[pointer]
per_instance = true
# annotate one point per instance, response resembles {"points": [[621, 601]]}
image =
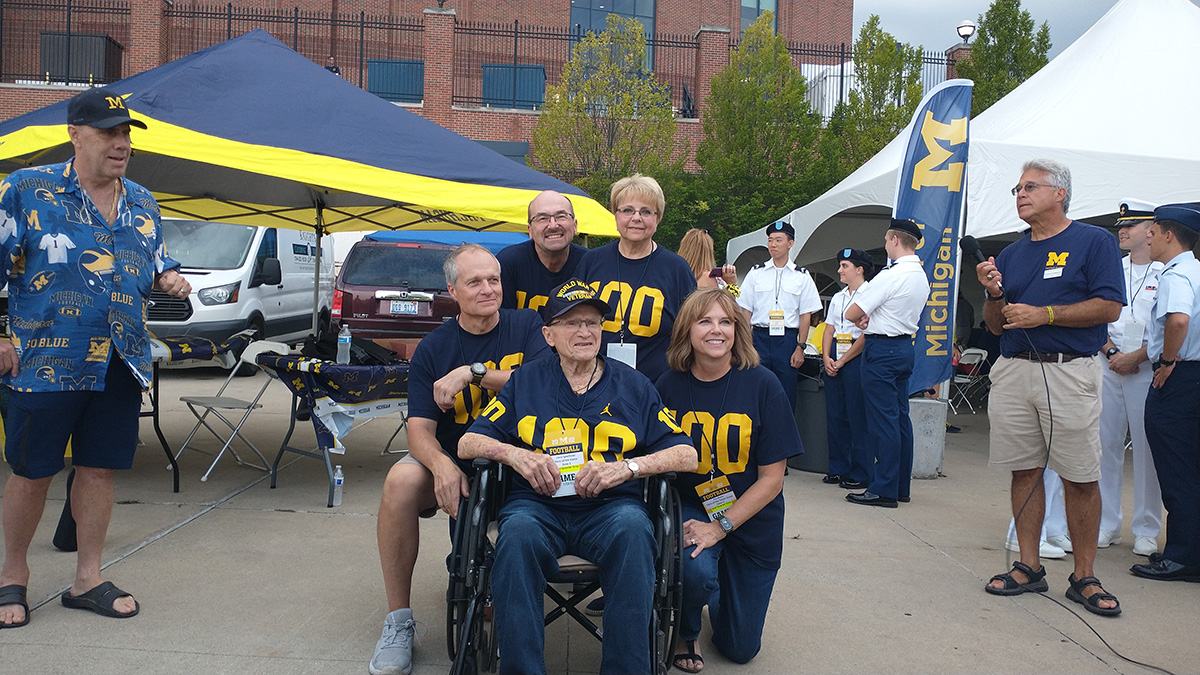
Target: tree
{"points": [[759, 136], [1005, 54], [886, 93], [607, 117]]}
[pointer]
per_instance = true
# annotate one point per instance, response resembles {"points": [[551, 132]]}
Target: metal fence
{"points": [[352, 40], [64, 41]]}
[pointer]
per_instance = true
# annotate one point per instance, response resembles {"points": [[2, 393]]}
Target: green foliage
{"points": [[1005, 54], [607, 117], [888, 90], [760, 133]]}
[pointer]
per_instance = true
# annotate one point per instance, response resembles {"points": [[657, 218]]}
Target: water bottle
{"points": [[339, 478], [343, 345]]}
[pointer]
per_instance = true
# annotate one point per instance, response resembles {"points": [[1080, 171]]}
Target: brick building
{"points": [[479, 67]]}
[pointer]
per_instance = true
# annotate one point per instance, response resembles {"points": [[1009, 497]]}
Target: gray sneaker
{"points": [[394, 651]]}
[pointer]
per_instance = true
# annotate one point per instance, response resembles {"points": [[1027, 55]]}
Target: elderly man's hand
{"points": [[539, 470], [9, 360], [173, 284], [598, 476], [448, 386]]}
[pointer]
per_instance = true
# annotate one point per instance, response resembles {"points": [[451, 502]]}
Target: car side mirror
{"points": [[269, 273]]}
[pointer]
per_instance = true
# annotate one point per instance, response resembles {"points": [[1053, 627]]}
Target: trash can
{"points": [[810, 419]]}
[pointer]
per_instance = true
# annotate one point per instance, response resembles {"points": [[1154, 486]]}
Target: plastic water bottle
{"points": [[343, 345], [339, 478]]}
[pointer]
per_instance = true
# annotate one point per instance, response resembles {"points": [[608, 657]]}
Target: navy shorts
{"points": [[102, 425]]}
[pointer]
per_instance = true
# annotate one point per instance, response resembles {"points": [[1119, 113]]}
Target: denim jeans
{"points": [[736, 590], [617, 536]]}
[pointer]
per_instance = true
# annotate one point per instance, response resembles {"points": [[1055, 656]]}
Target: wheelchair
{"points": [[471, 632]]}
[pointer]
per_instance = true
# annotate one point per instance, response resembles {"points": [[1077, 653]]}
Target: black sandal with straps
{"points": [[1036, 584]]}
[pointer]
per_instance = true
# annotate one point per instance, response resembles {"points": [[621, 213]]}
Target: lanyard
{"points": [[720, 413]]}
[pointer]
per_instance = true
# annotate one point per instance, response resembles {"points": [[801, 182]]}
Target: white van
{"points": [[243, 276]]}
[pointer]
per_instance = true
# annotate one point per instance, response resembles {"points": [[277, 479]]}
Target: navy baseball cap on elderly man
{"points": [[569, 296], [101, 108], [1188, 215], [780, 226]]}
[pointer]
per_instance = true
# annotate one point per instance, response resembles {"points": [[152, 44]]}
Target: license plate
{"points": [[403, 306]]}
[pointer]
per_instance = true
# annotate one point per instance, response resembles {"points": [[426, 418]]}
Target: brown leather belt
{"points": [[1049, 357]]}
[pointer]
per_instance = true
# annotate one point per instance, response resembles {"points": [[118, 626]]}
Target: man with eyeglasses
{"points": [[455, 374], [779, 298], [531, 270], [1050, 297]]}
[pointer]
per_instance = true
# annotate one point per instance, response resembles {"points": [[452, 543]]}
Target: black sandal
{"points": [[15, 593], [689, 656], [1036, 584], [1092, 602]]}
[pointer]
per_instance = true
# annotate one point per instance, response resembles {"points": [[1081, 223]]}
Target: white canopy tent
{"points": [[1121, 107]]}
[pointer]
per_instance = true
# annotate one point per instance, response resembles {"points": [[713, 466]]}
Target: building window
{"points": [[593, 15], [520, 87], [753, 9], [397, 81]]}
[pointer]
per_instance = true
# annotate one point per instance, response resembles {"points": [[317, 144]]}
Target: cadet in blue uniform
{"points": [[780, 298], [1173, 405], [82, 250], [579, 430], [733, 503], [532, 269], [888, 311], [642, 281], [453, 376], [851, 457], [1050, 298]]}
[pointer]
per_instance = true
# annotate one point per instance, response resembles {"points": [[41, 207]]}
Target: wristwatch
{"points": [[478, 371], [633, 467]]}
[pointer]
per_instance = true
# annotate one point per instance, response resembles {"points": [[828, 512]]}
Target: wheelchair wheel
{"points": [[667, 584]]}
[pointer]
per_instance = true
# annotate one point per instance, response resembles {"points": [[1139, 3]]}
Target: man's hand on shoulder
{"points": [[173, 284], [10, 364]]}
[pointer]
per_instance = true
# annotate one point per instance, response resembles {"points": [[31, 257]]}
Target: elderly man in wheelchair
{"points": [[576, 432]]}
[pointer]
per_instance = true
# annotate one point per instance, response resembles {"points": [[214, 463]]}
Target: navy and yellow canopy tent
{"points": [[249, 131]]}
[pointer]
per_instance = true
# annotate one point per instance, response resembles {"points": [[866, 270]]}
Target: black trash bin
{"points": [[810, 418]]}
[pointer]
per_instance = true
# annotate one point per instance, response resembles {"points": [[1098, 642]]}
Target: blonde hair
{"points": [[681, 353], [696, 248], [637, 185]]}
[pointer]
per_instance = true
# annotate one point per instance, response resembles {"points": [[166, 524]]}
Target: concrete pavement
{"points": [[234, 577]]}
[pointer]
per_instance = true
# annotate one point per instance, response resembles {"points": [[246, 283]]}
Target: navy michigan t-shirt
{"points": [[527, 282], [622, 417], [648, 293], [744, 422], [515, 340], [1079, 263]]}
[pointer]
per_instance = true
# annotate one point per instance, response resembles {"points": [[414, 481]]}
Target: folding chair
{"points": [[965, 383], [216, 404]]}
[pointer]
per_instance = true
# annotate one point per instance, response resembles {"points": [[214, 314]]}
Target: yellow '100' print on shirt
{"points": [[732, 424], [631, 306]]}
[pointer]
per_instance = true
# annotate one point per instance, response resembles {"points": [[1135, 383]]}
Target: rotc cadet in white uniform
{"points": [[780, 298], [1123, 394], [888, 312], [1173, 407]]}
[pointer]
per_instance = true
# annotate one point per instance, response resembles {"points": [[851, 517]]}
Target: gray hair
{"points": [[1060, 177], [450, 268]]}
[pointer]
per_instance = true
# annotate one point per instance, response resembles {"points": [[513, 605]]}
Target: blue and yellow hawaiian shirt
{"points": [[78, 287]]}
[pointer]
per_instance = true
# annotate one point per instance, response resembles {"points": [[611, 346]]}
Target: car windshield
{"points": [[208, 245], [395, 267]]}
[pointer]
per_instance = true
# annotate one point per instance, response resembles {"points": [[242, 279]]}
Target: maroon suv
{"points": [[393, 292]]}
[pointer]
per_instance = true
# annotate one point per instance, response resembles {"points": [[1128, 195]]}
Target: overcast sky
{"points": [[934, 23]]}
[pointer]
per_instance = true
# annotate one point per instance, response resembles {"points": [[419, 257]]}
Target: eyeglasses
{"points": [[1030, 187], [628, 211], [543, 219], [576, 323]]}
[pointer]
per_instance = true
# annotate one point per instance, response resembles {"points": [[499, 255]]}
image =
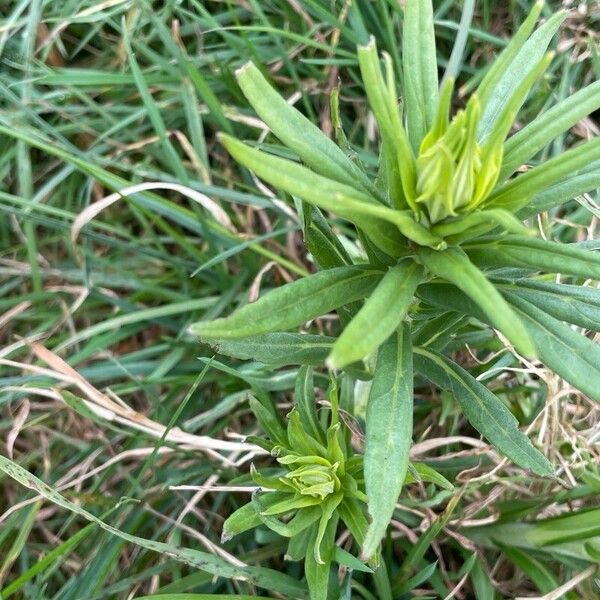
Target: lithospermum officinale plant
{"points": [[443, 242], [319, 483]]}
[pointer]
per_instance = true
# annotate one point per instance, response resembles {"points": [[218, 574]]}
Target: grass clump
{"points": [[435, 358]]}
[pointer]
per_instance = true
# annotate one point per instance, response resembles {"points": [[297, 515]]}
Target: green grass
{"points": [[96, 96]]}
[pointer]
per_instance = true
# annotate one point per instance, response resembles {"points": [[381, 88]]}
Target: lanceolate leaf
{"points": [[579, 305], [306, 403], [317, 574], [519, 191], [484, 410], [397, 152], [293, 304], [506, 75], [541, 131], [508, 113], [276, 349], [535, 254], [471, 224], [379, 317], [341, 199], [313, 147], [419, 63], [569, 354], [389, 433], [489, 85], [583, 182], [453, 266]]}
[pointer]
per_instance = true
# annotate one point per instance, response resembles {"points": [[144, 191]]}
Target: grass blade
{"points": [[535, 254], [525, 144], [389, 434], [507, 73]]}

○ ○ ○ ○

From the data above, extract every line that contains the string "grass" and copy each one in full. The match is case-sensitive.

* **SOLUTION BELOW**
Target: grass clump
Target: green grass
Target: grass blade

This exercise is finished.